**WRITTEN TASK:** Repeat every item below word for word.

— Begin —

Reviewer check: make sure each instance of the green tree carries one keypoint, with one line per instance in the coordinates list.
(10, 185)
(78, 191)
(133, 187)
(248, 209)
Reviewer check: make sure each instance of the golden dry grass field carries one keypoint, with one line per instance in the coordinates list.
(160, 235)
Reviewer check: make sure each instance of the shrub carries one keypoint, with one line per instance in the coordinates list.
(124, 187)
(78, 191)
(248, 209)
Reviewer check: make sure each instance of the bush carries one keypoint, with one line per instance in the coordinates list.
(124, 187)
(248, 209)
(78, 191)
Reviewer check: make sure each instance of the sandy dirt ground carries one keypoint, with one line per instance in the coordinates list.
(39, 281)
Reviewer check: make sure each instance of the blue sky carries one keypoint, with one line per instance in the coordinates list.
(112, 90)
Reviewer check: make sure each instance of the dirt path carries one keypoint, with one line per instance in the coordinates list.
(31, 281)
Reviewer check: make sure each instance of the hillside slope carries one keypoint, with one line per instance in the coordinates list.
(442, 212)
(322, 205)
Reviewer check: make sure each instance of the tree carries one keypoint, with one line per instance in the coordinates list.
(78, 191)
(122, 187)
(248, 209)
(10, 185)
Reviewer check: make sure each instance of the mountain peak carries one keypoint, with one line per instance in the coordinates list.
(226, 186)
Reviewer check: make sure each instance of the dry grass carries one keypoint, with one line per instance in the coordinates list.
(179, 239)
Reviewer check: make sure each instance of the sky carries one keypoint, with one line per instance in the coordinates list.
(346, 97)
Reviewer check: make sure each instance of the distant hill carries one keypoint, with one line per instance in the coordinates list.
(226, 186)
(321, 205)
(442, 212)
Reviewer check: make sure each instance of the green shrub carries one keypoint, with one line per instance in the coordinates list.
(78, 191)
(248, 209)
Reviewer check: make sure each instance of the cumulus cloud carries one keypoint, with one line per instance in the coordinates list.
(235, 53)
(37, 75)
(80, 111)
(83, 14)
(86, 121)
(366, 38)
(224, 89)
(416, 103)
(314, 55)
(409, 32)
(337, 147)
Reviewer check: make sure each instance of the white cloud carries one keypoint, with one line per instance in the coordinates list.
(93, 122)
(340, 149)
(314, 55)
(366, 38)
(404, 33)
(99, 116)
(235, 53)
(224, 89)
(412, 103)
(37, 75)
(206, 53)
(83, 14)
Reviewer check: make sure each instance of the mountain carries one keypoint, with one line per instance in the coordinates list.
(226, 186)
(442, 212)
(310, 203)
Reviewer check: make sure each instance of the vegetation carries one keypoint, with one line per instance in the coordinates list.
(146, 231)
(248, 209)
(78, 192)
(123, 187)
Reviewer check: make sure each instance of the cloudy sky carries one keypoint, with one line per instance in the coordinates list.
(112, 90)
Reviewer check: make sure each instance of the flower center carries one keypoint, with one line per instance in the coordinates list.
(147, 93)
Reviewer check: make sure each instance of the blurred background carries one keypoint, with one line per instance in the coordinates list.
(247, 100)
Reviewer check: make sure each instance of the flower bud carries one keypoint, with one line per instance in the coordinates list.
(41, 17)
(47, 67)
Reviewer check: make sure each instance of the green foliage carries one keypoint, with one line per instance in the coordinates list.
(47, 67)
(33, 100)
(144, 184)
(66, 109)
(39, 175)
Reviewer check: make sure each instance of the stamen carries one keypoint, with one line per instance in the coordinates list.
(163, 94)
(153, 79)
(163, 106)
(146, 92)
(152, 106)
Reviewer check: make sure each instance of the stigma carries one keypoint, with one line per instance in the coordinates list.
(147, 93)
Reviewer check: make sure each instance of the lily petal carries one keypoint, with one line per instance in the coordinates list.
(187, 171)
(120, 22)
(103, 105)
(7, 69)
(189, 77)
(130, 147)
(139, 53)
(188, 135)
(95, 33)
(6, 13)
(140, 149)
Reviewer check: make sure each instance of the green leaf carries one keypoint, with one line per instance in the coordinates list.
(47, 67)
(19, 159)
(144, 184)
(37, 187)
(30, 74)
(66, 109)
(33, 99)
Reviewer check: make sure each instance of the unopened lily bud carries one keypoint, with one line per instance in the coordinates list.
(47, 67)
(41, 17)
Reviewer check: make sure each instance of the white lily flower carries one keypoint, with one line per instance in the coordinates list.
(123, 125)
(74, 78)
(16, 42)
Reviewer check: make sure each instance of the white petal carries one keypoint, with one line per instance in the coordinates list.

— End —

**RESULT OF THIS EXERCISE:**
Reviewer check: make sure each instance of the green tree carries one keypoint, with one line per instance in the coordinates list.
(10, 185)
(78, 191)
(133, 187)
(248, 209)
Reviewer check: make sure each instance of the golden dry grass field carries one keypoint, with one line per instance in the coordinates list.
(160, 235)
Reviewer check: make sure each instance of the shrub carries one keypoint, with one line per instance in the coordinates list.
(124, 187)
(78, 191)
(248, 209)
Reviewer check: make sure each instance of the bush carries one keypoint, with one line per instance in the coordinates list.
(124, 187)
(248, 209)
(78, 191)
Reviewer check: make sure each instance of the sandy dirt ground carries one keypoint, with one line per instance in the coordinates list.
(39, 281)
Reviewer check: make sure each instance of the blue sky carries one keypoint, with one line per instance in the coordinates list.
(112, 90)
Reviewer check: make sure each instance of the dirt path carries one keypoint, with one line per instance in the coordinates list.
(31, 281)
Reviewer check: make sure each instance of the hillside slope carries one keypoint, with one line per instance in the coordinates list.
(442, 212)
(322, 205)
Reviewer check: make sure each instance of the tree carries one keypoint, with one line per instance in the coordinates list.
(78, 191)
(122, 187)
(248, 209)
(10, 185)
Reviewer check: make sure each instance of the mountain peak carries one keypoint, with one line per instance in the coordinates list.
(226, 186)
Reviewer check: make sure each instance of the dry grass carries one keypoint, with one line per instance in the coordinates list.
(179, 239)
Reviewer check: make sure each instance of the sky carries one keypoint, with one line per instance in the coordinates list.
(346, 97)
Reviewer check: make sure each instance of the distant hill carries one keypoint, with one line per instance in the coordinates list.
(226, 186)
(321, 205)
(442, 212)
Reviewer check: make sure each instance of the green shrub carries one keypoint, with one line per instance in the coordinates list.
(78, 191)
(248, 209)
Reviewer check: make sure each instance of the cumulus cloud carries one keypoint, with one line per instance in the coordinates list.
(235, 53)
(37, 75)
(80, 111)
(83, 14)
(86, 121)
(366, 38)
(224, 89)
(416, 103)
(314, 55)
(409, 32)
(337, 147)
Reviewer check: make sure each instance of the white cloud carries one keypoint, with one line per instance in the coordinates list.
(93, 122)
(340, 149)
(314, 55)
(366, 38)
(404, 33)
(99, 116)
(235, 53)
(224, 89)
(412, 103)
(37, 75)
(206, 53)
(83, 14)
Reviewer check: make sure each instance of the mountain carries one keypoint, with one line per instance in the coordinates list.
(226, 186)
(442, 212)
(310, 203)
Reviewer check: make sure each instance of the vegetation carries one keypoint, with one line per instance in the coordinates list.
(146, 231)
(248, 209)
(78, 192)
(123, 187)
Reviewer check: make sure each instance of the cloudy sky carries one keypoint, with one line per instance in the coordinates list.
(112, 90)
Reviewer check: make sure each instance of the flower center carries one keypoint, with one line per instance in the coordinates list.
(147, 93)
Reviewer check: make sure each instance of the blurred background carries one keypoint, with one line per instance in the coordinates list.
(247, 100)
Reviewer check: make sure each instance of the flower bud carries one keypoint, with one line per instance in the coordinates list.
(41, 17)
(47, 67)
Reviewer check: make sure each instance of the green foliage carries one keypoint, with one line per instance in the coordinates list.
(47, 67)
(33, 100)
(144, 184)
(66, 109)
(39, 175)
Reviewer check: make sure each instance of the stamen carries one keypoint, with one line per instance in the coordinates list.
(163, 94)
(153, 79)
(163, 106)
(146, 92)
(152, 106)
Reviewer check: make sure each instance of the stigma carries one keypoint, with one line per instance in the coordinates list.
(147, 93)
Reviewer check: make sure each instance of the lily petal carries one keypoint, with one line per instance in the coordinates list.
(187, 171)
(120, 22)
(103, 105)
(7, 69)
(189, 77)
(130, 147)
(139, 53)
(188, 135)
(95, 33)
(6, 13)
(140, 149)
Reviewer check: make sure each instance of the green leaf carries one keypoint, with one line per instance in the coordinates list.
(47, 67)
(19, 159)
(144, 184)
(37, 187)
(30, 74)
(66, 109)
(33, 99)
Reviewer check: make sure each instance of the unopened lily bud carries one keypoint, with one line per instance in the coordinates list.
(47, 67)
(41, 17)
Reviewer check: make sure each instance of the white lily flower carries one keypoint, with one line per instance in the coordinates list.
(123, 125)
(74, 78)
(16, 42)
Reviewer check: make sure each instance of the white petal carries one keypoint, with one line per instance in the coordinates list.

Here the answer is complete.